Quoted passage:
Clean Your House But Keep Clutter Out of the Landfill
Okay, I did the KonMari house declutter. Now where does all this stuff go?
A question I see people struggling with lately is “where do I donate my stuff?” With the success of the Marie Kondo Netflix show, we’re all getting inspired to clean house a bit. While there’s nothing wrong with toting it all out of the house in one go, some people prefer to find an ideal charitable recipient for their stuff. And what do you do with stuff that isn’t accepted by the usual charities? I’ve been compiling this list as I discover new places.
In the case of almost everything, there’s a better place for it than the landfill.
What do I do with…
Many UPS stores will recycle your bubble wrap and packing peanuts. Some small businesses that ship stuff will also take packing materials donations.
Vintage lace clothing and linens
The Lace Museum in Sunnyvale, California collects these and sometimes sells them for fundraisers. The nonprofit museum is hoping to raise enough money for a permanent museum location.
Donate broken jewelry
I asked this question on a local Facebook group and got connected with a teacher at an elementary school who runs a jewelry studio. She gladly took a bag of costume jewelry that was missing clasps, etc for the students to take apart and create something new.

Provided records:
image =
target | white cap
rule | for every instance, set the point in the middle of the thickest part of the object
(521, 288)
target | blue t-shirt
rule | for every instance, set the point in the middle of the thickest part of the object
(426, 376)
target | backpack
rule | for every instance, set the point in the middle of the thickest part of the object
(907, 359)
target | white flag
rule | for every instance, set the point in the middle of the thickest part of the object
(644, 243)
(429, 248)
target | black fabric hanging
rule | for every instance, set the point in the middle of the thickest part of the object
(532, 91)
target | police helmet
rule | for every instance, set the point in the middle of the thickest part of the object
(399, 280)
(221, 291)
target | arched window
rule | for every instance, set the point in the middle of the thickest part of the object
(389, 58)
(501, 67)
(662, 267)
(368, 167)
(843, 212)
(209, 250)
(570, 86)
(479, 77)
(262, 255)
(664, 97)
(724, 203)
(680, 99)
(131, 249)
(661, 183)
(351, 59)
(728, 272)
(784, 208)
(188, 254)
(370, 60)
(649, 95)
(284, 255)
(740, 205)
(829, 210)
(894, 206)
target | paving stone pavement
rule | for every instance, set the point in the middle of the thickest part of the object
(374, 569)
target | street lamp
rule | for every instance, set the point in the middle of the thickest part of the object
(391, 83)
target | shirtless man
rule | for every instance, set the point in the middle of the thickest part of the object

What to work on:
(a) Give the decluttering article again from "In the case" up to and including "create something new.", with "bubble wrap" replaced by "foam padding".
(b) According to the decluttering article, what is the nonprofit Lace Museum hoping to raise enough money for?

Responses to the exercise:
(a)
In the case of almost everything, there’s a better place for it than the landfill.
What do I do with…
Many UPS stores will recycle your foam padding and packing peanuts. Some small businesses that ship stuff will also take packing materials donations.
Vintage lace clothing and linens
The Lace Museum in Sunnyvale, California collects these and sometimes sells them for fundraisers. The nonprofit museum is hoping to raise enough money for a permanent museum location.
Donate broken jewelry
I asked this question on a local Facebook group and got connected with a teacher at an elementary school who runs a jewelry studio. She gladly took a bag of costume jewelry that was missing clasps, etc for the students to take apart and create something new.

(b) A permanent museum location.